▶ [Exercise brief]: Only the lines from the line containing "Where can the black necktie" to the end of the records, both included, belong in the answer, copied exactly.

━━━━━━━━━━━━━━━━

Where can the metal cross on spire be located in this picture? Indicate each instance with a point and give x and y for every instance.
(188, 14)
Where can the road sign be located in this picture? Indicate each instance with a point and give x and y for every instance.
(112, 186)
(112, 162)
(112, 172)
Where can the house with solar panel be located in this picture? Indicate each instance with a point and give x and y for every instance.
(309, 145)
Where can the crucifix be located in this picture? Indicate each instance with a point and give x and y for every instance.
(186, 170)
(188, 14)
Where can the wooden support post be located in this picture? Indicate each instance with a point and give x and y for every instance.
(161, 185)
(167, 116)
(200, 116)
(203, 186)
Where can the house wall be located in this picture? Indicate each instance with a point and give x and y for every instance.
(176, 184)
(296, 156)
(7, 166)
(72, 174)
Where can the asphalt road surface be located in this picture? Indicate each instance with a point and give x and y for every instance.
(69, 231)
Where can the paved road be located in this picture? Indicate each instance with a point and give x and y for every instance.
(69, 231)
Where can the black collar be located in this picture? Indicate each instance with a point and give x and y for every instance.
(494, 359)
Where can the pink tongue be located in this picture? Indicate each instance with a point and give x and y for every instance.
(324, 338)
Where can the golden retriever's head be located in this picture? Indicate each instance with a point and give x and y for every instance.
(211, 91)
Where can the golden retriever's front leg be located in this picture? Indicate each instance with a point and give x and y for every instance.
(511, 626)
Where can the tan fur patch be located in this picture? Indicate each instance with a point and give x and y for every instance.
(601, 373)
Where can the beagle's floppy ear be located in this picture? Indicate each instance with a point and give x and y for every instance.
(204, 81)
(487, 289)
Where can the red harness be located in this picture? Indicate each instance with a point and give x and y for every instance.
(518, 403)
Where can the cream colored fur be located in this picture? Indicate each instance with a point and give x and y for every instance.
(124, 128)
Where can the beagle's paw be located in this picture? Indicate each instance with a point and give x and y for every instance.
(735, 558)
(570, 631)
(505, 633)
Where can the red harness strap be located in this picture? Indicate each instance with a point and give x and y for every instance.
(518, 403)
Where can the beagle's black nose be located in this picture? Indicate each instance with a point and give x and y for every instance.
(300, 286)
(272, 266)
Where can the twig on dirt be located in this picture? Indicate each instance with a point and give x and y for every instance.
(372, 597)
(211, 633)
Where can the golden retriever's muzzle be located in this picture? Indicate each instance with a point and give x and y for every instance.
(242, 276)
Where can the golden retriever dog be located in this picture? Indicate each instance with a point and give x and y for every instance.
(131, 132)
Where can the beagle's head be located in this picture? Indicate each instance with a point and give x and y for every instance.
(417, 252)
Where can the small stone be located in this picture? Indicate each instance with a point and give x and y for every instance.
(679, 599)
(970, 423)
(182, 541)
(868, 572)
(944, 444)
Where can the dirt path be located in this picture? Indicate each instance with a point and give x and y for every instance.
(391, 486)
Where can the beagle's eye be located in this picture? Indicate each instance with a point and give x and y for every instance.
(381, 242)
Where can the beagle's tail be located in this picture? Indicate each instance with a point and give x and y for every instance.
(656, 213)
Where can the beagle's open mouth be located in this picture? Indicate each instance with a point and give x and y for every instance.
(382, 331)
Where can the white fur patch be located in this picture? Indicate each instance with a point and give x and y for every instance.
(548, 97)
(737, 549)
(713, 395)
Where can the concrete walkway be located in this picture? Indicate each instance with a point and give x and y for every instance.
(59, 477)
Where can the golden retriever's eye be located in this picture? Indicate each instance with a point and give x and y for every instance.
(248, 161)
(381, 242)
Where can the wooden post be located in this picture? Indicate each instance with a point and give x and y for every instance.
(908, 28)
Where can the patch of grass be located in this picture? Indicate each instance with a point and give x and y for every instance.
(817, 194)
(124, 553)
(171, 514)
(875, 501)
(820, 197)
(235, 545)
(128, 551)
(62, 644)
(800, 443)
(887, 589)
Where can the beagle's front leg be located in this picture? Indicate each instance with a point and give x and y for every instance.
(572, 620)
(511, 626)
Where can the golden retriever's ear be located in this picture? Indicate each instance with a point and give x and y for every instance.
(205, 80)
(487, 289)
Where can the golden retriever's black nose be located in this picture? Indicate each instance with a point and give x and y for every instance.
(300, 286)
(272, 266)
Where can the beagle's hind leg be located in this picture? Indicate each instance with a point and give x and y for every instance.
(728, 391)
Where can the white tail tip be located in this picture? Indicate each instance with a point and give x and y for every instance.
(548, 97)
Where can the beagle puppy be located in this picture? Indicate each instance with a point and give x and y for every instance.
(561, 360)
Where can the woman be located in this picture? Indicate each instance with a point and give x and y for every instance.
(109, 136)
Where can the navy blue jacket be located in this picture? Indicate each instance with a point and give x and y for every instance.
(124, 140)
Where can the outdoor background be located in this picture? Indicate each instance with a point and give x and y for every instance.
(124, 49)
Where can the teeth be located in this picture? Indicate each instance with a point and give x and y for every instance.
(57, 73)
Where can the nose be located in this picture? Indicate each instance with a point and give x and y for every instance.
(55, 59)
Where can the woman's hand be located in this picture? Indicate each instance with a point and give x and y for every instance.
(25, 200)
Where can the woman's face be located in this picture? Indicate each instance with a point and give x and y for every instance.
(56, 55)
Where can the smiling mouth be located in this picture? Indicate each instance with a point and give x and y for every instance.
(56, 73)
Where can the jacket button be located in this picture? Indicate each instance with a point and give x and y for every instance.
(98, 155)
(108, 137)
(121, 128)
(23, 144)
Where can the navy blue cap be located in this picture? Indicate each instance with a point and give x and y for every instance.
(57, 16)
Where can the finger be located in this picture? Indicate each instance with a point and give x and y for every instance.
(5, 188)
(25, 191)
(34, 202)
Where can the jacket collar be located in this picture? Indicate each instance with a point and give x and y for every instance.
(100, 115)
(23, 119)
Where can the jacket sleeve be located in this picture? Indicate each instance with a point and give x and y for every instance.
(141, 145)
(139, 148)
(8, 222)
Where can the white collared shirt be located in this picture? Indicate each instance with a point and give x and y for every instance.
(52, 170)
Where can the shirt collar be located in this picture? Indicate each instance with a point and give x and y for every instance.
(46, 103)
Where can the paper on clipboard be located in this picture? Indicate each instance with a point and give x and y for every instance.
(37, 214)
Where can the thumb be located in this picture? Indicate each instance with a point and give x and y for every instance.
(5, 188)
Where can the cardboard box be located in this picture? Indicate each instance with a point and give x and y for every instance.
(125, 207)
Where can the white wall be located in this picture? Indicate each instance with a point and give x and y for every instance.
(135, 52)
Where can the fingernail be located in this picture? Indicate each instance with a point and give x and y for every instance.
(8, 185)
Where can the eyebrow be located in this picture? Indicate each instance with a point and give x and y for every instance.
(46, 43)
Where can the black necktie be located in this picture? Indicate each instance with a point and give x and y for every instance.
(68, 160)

━━━━━━━━━━━━━━━━

▶ [Answer to this problem]:
Where can the black necktie be located in this picture? Indicate each instance with a point and give x and y for every instance.
(68, 160)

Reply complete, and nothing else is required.